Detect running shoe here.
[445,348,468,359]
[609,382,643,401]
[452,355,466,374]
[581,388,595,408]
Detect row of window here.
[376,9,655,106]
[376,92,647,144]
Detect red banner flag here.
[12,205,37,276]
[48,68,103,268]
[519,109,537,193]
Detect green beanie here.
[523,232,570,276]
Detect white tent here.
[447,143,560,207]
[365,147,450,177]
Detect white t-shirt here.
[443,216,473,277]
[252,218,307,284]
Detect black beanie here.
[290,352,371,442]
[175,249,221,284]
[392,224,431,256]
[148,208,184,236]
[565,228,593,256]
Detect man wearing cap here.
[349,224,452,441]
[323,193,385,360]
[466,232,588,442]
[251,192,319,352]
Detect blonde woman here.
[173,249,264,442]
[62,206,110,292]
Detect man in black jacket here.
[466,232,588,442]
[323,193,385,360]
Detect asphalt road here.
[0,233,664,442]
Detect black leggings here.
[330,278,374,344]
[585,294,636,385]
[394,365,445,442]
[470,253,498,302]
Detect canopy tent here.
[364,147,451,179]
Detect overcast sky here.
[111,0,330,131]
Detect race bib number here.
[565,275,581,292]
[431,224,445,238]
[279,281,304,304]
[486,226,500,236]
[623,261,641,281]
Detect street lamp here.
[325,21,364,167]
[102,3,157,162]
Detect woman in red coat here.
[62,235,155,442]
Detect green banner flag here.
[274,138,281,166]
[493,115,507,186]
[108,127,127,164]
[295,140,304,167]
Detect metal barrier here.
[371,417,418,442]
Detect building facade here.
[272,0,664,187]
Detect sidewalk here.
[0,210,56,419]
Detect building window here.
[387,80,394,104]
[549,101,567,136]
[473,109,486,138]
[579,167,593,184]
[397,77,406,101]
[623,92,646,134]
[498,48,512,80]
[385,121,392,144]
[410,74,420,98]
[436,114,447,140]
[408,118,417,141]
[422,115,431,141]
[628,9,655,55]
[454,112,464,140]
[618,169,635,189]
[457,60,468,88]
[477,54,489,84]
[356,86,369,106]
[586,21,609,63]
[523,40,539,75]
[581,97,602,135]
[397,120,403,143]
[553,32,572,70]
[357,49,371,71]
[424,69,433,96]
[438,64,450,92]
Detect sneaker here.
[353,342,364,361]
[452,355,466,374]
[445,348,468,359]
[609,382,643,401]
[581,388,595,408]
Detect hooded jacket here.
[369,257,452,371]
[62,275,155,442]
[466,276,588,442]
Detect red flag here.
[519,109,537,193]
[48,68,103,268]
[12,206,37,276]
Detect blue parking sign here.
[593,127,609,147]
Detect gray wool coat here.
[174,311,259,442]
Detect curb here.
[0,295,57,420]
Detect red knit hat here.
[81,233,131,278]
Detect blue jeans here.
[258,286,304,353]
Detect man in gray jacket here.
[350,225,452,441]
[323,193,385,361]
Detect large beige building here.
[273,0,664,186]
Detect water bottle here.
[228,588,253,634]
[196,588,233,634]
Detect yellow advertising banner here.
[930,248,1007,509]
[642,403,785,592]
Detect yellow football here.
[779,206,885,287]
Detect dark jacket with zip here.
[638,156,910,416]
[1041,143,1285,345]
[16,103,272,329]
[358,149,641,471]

____

## [EXERCISE BRIEF]
Present the lines above, from the line holding "Detect man wearing cap here." through the line holding "[272,0,664,187]", inclusive, as a Markdown table with a Row column that numbers them and an Item line column that gives each line. Leave out any blank lines.

## [FINAL RESULT]
| Row | Item line |
|---|---|
| 1 | Detect man wearing cap here. |
| 2 | [349,224,452,441] |
| 3 | [323,193,385,360] |
| 4 | [466,232,588,442] |
| 5 | [251,192,319,352] |
| 6 | Detect blonde woman here. |
| 7 | [173,249,264,442] |
| 8 | [62,206,110,292] |
| 9 | Detect man in black jacket here. |
| 10 | [466,232,588,442] |
| 11 | [323,193,385,360] |
| 12 | Detect asphalt road here. |
| 13 | [0,233,664,442] |
| 14 | Detect black leggings here. |
| 15 | [330,278,374,344] |
| 16 | [585,294,636,385] |
| 17 | [394,365,445,442] |
| 18 | [470,253,498,302] |
| 19 | Detect canopy tent here. |
| 20 | [364,147,451,179] |
| 21 | Detect overcast sky here. |
| 22 | [111,0,330,131] |
| 23 | Detect race bib number here. |
| 24 | [565,275,581,292] |
| 25 | [431,224,445,238] |
| 26 | [279,281,304,304] |
| 27 | [486,226,500,236] |
| 28 | [623,261,641,281] |
| 29 | Detect street lamp here. |
| 30 | [325,21,364,167] |
| 31 | [102,3,157,162] |
| 32 | Detect woman in red coat here. |
| 33 | [62,235,155,442] |
| 34 | Detect green banner flag here. |
| 35 | [274,138,281,166] |
| 36 | [493,115,507,186] |
| 37 | [108,127,127,164] |
| 38 | [295,140,304,167] |
| 39 | Detect metal barrier here. |
| 40 | [371,417,418,442] |
| 41 | Detect building facade here. |
| 42 | [272,0,664,187] |